_YOUR GOAL_
Find the line containing "Return the outline of every instance of the hazy". Retype it and every line after it through the end of the entries, exactly as written, with nothing added.

[Data extracted from a collection]

◇ ◇ ◇ ◇ ◇

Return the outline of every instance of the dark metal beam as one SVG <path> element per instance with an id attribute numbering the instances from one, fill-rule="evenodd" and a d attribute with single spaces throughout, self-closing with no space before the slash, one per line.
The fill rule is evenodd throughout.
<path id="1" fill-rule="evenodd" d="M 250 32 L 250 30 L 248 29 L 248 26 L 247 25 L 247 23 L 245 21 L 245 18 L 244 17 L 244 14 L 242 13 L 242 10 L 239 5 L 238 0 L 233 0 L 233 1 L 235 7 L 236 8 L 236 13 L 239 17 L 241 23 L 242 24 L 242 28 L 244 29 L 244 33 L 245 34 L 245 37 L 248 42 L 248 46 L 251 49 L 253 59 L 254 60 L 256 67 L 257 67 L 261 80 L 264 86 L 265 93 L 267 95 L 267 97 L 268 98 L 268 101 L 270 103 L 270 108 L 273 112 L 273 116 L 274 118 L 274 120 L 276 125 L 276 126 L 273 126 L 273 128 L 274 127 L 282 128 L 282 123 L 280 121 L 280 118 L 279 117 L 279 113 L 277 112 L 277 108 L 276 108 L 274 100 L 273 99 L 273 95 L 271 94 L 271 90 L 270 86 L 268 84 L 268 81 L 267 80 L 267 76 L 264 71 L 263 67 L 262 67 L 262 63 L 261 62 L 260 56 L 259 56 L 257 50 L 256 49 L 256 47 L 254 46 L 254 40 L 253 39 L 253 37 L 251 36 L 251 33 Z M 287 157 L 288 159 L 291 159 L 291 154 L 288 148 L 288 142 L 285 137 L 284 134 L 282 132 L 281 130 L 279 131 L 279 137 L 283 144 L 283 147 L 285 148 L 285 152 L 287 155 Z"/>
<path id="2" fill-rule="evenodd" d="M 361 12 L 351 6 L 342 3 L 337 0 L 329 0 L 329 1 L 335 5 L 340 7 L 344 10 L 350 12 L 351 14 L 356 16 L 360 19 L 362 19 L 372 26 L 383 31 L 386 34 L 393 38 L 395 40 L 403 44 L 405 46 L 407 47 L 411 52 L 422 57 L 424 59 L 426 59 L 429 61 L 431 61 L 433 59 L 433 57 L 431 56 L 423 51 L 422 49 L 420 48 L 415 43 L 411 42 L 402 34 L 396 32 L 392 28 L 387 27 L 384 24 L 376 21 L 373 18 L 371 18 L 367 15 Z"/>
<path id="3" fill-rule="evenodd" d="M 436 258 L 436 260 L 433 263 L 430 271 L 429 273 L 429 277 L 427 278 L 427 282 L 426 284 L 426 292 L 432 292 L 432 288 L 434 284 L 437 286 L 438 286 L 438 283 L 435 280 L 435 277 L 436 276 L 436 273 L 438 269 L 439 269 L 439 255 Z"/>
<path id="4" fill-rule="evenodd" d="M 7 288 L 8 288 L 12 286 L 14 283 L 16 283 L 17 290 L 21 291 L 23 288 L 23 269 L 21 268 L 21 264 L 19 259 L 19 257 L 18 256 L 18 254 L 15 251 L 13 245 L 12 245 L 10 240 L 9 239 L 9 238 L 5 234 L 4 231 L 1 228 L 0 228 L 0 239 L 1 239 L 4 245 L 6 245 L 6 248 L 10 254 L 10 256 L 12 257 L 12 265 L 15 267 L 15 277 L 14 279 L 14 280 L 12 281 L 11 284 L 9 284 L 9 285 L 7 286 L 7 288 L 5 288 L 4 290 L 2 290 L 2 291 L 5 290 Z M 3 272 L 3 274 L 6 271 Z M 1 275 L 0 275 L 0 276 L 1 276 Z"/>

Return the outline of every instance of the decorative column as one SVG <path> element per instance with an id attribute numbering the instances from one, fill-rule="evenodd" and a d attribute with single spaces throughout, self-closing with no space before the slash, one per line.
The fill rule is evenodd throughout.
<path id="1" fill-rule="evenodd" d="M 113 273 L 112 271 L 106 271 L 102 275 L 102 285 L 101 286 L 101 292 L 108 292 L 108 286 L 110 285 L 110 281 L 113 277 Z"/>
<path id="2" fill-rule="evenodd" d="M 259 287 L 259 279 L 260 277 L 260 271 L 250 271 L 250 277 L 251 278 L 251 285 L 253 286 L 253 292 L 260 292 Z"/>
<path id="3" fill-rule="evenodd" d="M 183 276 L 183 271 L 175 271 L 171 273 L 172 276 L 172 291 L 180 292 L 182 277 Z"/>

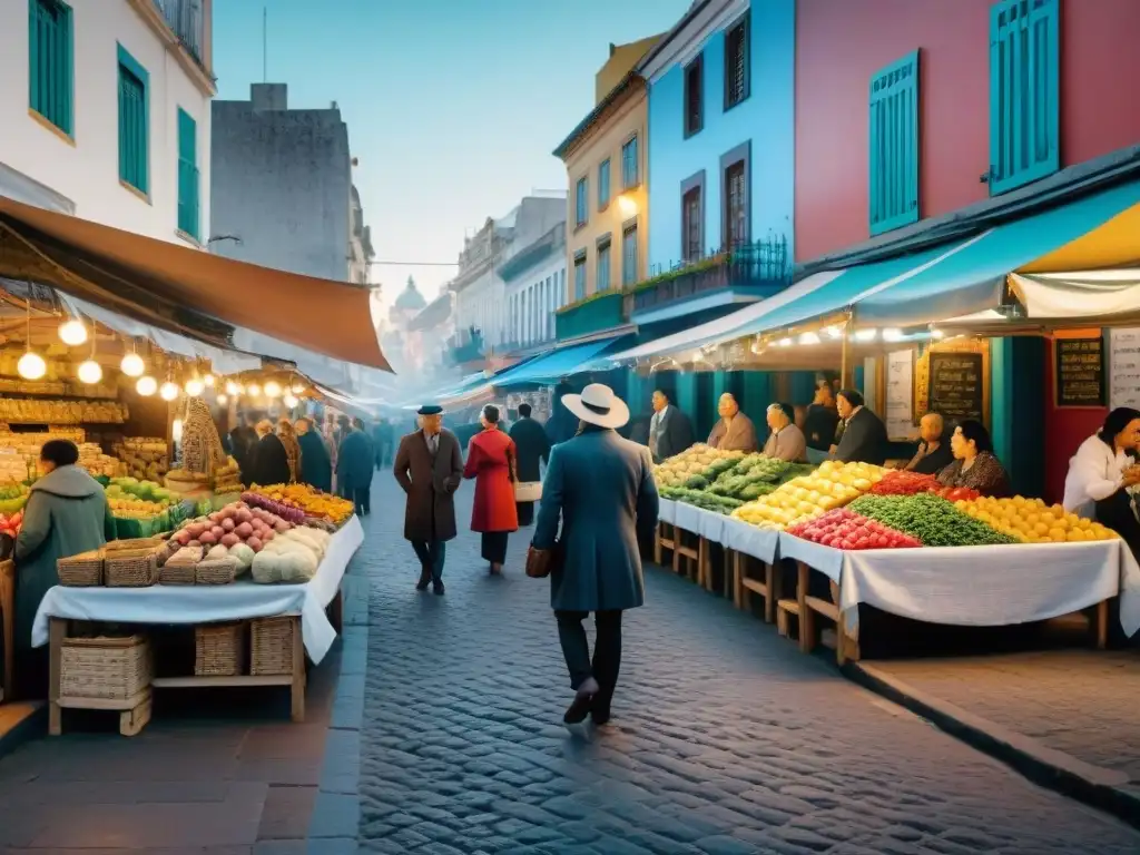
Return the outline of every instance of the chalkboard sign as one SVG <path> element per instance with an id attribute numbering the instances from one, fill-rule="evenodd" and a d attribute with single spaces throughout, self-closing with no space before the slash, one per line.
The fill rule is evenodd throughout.
<path id="1" fill-rule="evenodd" d="M 1105 406 L 1104 339 L 1058 339 L 1053 359 L 1058 407 Z"/>
<path id="2" fill-rule="evenodd" d="M 947 421 L 983 421 L 980 353 L 930 353 L 930 412 Z"/>

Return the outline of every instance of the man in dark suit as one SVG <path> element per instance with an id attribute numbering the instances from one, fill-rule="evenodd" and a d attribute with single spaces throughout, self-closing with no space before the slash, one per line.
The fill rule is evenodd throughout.
<path id="1" fill-rule="evenodd" d="M 693 445 L 693 424 L 669 402 L 669 396 L 653 392 L 653 417 L 649 423 L 649 450 L 654 461 L 678 455 Z"/>
<path id="2" fill-rule="evenodd" d="M 610 720 L 621 665 L 621 612 L 645 600 L 638 535 L 657 528 L 658 496 L 649 449 L 618 435 L 629 408 L 600 383 L 562 398 L 578 434 L 551 449 L 535 526 L 535 549 L 562 561 L 551 572 L 551 608 L 575 699 L 562 720 L 570 727 Z M 559 519 L 562 532 L 559 536 Z M 593 660 L 581 622 L 594 612 Z"/>
<path id="3" fill-rule="evenodd" d="M 887 459 L 887 427 L 882 420 L 863 406 L 863 396 L 854 389 L 839 392 L 836 406 L 842 420 L 842 435 L 832 456 L 842 463 L 881 466 Z"/>
<path id="4" fill-rule="evenodd" d="M 530 405 L 519 405 L 519 421 L 511 425 L 511 439 L 518 451 L 519 482 L 530 483 L 543 480 L 539 463 L 549 463 L 551 439 L 546 430 L 530 417 Z M 534 502 L 515 502 L 519 524 L 530 526 L 535 521 Z"/>
<path id="5" fill-rule="evenodd" d="M 443 559 L 447 542 L 455 539 L 455 491 L 463 482 L 459 440 L 443 430 L 443 409 L 434 405 L 418 410 L 421 427 L 400 440 L 392 471 L 404 492 L 404 537 L 420 559 L 416 591 L 431 583 L 443 593 Z"/>

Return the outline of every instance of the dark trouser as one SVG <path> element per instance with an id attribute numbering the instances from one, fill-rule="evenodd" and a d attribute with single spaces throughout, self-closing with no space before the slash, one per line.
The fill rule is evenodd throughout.
<path id="1" fill-rule="evenodd" d="M 594 659 L 589 658 L 589 642 L 586 641 L 586 629 L 581 621 L 589 612 L 555 611 L 559 621 L 559 642 L 562 644 L 562 656 L 570 671 L 570 687 L 578 687 L 589 677 L 597 681 L 601 687 L 594 697 L 594 709 L 609 711 L 613 689 L 618 684 L 618 669 L 621 667 L 621 612 L 594 612 L 594 626 L 597 628 L 597 640 L 594 642 Z"/>
<path id="2" fill-rule="evenodd" d="M 483 561 L 492 564 L 502 564 L 506 561 L 506 531 L 483 532 Z"/>
<path id="3" fill-rule="evenodd" d="M 446 540 L 413 540 L 412 548 L 416 551 L 420 563 L 431 571 L 432 581 L 443 581 L 443 559 L 447 557 Z"/>

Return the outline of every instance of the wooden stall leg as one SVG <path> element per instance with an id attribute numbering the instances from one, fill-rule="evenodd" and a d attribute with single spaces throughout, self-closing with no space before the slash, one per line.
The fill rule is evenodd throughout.
<path id="1" fill-rule="evenodd" d="M 48 733 L 58 736 L 64 732 L 63 709 L 59 707 L 59 683 L 63 678 L 64 638 L 67 621 L 50 618 L 48 621 Z"/>
<path id="2" fill-rule="evenodd" d="M 796 602 L 799 604 L 799 649 L 811 653 L 815 648 L 815 613 L 807 605 L 812 571 L 803 561 L 796 562 Z"/>
<path id="3" fill-rule="evenodd" d="M 301 636 L 301 618 L 293 618 L 293 682 L 290 685 L 293 720 L 304 720 L 304 638 Z"/>

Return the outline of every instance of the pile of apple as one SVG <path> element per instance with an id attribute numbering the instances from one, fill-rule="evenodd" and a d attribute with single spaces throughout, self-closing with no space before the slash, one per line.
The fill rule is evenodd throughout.
<path id="1" fill-rule="evenodd" d="M 213 546 L 227 548 L 245 544 L 253 552 L 261 552 L 277 535 L 284 535 L 293 523 L 261 507 L 250 507 L 244 502 L 226 505 L 209 516 L 186 523 L 171 540 L 180 546 Z"/>

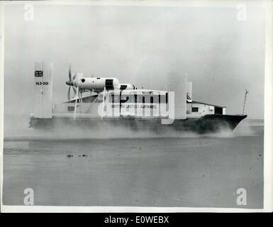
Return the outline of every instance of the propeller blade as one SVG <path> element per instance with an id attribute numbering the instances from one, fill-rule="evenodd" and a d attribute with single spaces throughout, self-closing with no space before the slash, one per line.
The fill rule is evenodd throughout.
<path id="1" fill-rule="evenodd" d="M 76 92 L 77 92 L 77 90 L 76 90 L 76 89 L 74 87 L 74 86 L 72 87 L 72 88 L 73 88 L 73 91 L 74 91 L 74 95 L 75 95 L 75 94 L 76 94 Z"/>
<path id="2" fill-rule="evenodd" d="M 68 74 L 68 77 L 69 77 L 69 81 L 71 82 L 71 77 L 72 77 L 72 76 L 71 76 L 71 66 L 69 65 L 69 74 Z"/>
<path id="3" fill-rule="evenodd" d="M 71 86 L 69 86 L 69 88 L 68 89 L 68 92 L 67 92 L 67 99 L 70 100 L 70 88 Z"/>

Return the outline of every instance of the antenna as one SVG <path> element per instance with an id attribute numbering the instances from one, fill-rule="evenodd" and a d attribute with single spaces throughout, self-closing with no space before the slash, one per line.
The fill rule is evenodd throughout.
<path id="1" fill-rule="evenodd" d="M 245 100 L 244 100 L 244 107 L 243 108 L 243 114 L 245 114 L 245 101 L 247 99 L 247 95 L 248 93 L 250 93 L 250 92 L 248 92 L 247 89 L 245 89 Z"/>

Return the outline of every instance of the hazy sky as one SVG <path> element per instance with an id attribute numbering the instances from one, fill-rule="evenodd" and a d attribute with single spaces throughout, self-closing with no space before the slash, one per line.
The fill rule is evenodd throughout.
<path id="1" fill-rule="evenodd" d="M 34 62 L 52 62 L 53 101 L 66 101 L 72 71 L 165 89 L 169 72 L 188 74 L 194 100 L 263 118 L 264 12 L 223 8 L 34 6 L 5 8 L 5 114 L 33 111 Z"/>

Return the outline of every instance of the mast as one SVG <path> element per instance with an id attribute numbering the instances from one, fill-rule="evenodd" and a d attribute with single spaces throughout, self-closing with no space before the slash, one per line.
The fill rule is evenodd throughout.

◇ ◇ ◇ ◇ ◇

_REPLY_
Return the outline of every instance of the hazy sky as one SVG <path> element per instance with an id attribute numbering the instances from one, fill-rule="evenodd" and a d attribute with single spaces throughout, self-closing with no space before the slash, one per line.
The fill rule is evenodd throughout.
<path id="1" fill-rule="evenodd" d="M 34 62 L 52 62 L 53 101 L 66 101 L 72 71 L 165 89 L 169 72 L 188 74 L 194 100 L 263 118 L 264 12 L 223 8 L 34 6 L 5 8 L 5 114 L 33 111 Z"/>

Return the outline of every instance of the mast as one SVG <path> element per instance with an id attribute numbering the instances from one, fill-rule="evenodd" and a d attribute with single spaces throughout, self-closing with no space before the slash, one per line.
The fill rule is evenodd throughout.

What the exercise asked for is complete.